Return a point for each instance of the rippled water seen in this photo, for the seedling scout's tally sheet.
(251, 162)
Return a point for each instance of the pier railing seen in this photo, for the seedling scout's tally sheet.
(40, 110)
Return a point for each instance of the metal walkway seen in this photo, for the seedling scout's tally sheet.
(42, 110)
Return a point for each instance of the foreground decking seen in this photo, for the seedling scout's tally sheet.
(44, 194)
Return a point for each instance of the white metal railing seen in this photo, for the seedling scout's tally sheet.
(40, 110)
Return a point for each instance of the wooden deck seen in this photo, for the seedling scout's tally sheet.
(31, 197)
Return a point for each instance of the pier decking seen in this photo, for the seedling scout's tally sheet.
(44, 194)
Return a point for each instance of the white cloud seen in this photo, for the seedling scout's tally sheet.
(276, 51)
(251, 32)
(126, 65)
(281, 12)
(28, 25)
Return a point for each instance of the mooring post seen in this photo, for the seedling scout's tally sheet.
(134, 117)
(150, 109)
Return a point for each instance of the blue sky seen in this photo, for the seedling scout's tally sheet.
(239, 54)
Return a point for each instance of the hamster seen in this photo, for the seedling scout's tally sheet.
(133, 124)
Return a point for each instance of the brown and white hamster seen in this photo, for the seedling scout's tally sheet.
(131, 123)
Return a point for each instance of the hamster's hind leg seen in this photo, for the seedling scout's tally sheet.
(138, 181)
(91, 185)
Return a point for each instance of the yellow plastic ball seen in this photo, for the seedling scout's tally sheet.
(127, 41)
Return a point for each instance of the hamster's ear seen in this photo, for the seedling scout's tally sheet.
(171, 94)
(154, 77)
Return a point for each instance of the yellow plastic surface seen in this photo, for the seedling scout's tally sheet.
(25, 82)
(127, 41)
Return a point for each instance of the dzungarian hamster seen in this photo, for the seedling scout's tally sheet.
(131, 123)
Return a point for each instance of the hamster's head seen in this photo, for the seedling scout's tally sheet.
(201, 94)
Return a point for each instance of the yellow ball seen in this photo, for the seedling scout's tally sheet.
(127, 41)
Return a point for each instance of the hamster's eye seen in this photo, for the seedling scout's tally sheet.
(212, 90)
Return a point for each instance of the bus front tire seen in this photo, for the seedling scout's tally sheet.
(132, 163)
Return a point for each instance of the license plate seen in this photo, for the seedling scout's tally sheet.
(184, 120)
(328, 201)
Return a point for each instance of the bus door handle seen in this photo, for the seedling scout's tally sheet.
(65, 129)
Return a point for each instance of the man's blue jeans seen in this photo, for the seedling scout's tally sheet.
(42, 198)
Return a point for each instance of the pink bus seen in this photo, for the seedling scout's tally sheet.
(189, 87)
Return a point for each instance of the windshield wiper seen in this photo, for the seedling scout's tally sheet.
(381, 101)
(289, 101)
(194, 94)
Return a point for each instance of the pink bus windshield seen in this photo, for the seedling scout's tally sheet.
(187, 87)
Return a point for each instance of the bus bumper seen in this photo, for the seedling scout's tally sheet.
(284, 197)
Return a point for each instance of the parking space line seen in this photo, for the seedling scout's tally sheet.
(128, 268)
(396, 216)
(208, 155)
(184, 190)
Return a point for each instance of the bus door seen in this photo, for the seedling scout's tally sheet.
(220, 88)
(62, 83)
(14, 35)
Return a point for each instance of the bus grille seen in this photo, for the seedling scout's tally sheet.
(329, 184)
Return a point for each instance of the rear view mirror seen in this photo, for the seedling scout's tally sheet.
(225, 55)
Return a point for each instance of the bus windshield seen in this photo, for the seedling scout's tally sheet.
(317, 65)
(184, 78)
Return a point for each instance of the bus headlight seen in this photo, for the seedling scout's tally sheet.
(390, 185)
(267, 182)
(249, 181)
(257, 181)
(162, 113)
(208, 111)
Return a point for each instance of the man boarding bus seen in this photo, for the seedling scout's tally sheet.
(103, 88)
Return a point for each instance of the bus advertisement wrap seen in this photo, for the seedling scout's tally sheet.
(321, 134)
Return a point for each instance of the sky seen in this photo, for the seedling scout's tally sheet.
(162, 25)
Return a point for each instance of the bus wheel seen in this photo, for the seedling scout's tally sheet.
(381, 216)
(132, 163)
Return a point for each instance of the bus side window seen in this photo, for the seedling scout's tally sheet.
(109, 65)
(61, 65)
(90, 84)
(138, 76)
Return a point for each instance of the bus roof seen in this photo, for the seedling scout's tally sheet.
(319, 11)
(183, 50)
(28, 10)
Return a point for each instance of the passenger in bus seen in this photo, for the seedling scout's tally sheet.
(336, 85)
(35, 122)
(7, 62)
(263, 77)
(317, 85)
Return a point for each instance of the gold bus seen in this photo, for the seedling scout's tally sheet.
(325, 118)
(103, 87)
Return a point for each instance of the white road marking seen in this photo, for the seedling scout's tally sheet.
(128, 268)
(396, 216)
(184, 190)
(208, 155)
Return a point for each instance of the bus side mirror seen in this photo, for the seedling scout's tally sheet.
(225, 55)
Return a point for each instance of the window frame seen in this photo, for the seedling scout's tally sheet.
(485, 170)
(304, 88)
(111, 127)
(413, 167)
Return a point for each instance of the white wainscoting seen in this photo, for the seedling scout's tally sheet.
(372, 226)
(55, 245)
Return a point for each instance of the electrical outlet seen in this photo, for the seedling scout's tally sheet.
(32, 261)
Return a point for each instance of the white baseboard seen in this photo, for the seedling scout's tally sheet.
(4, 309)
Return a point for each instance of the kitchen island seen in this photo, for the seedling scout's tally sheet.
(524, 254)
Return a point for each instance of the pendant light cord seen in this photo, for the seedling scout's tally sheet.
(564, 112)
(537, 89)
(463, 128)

══════════════════════════════

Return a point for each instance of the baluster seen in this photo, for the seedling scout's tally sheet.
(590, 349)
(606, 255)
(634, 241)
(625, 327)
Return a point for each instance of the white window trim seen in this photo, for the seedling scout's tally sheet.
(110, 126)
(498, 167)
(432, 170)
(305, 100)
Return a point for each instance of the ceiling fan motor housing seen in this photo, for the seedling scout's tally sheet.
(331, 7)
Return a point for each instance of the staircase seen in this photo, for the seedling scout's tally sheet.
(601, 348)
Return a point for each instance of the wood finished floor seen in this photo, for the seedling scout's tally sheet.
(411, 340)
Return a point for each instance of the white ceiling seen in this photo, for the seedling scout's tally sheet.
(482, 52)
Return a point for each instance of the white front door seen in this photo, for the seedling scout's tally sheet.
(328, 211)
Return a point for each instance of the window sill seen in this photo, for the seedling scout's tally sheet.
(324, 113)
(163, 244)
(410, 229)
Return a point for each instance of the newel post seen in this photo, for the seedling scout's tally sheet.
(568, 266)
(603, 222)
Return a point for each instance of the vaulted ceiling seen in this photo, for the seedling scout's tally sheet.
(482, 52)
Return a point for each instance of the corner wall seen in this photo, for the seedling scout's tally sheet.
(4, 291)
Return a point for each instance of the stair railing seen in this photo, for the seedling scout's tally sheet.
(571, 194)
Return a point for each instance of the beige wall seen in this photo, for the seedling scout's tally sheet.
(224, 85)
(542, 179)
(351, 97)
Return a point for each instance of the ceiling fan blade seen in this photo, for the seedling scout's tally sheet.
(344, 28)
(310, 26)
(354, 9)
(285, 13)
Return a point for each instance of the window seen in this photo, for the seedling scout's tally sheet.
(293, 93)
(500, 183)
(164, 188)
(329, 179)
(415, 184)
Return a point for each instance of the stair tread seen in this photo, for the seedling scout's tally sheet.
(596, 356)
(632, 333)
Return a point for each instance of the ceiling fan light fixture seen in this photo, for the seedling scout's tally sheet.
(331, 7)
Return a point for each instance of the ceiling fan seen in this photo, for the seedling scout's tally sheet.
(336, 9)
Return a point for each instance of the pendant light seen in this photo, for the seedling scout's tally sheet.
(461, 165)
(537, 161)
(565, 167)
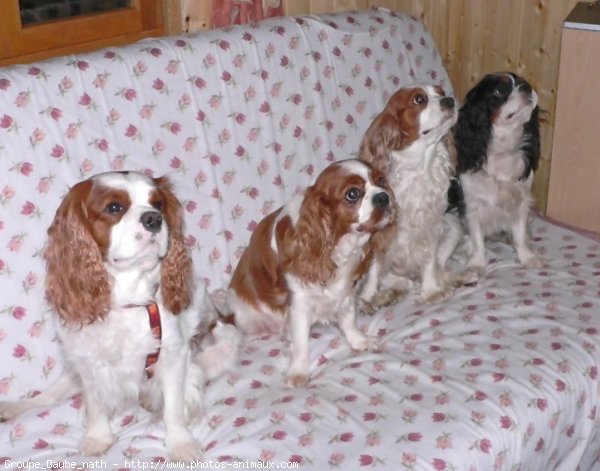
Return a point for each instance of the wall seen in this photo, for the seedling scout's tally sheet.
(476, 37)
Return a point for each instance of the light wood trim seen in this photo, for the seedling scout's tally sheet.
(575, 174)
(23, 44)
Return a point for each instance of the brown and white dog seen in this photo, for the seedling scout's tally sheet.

══════════════════════════════

Copy out the lines above word for word, from the line containing "Return a point for each instance of the wall" up to and including the line containing "and white dog".

Return a point for each instance of the wall seen in this photo, for the seedling scout's tally sheet.
(476, 37)
Return a point for each instance of the light wood trim seen in this photo, for the seedling scout's tally sheet.
(575, 174)
(23, 44)
Return a point for each instance of the brown and white dog seen in this photo, for the seedling scout's tally sheet.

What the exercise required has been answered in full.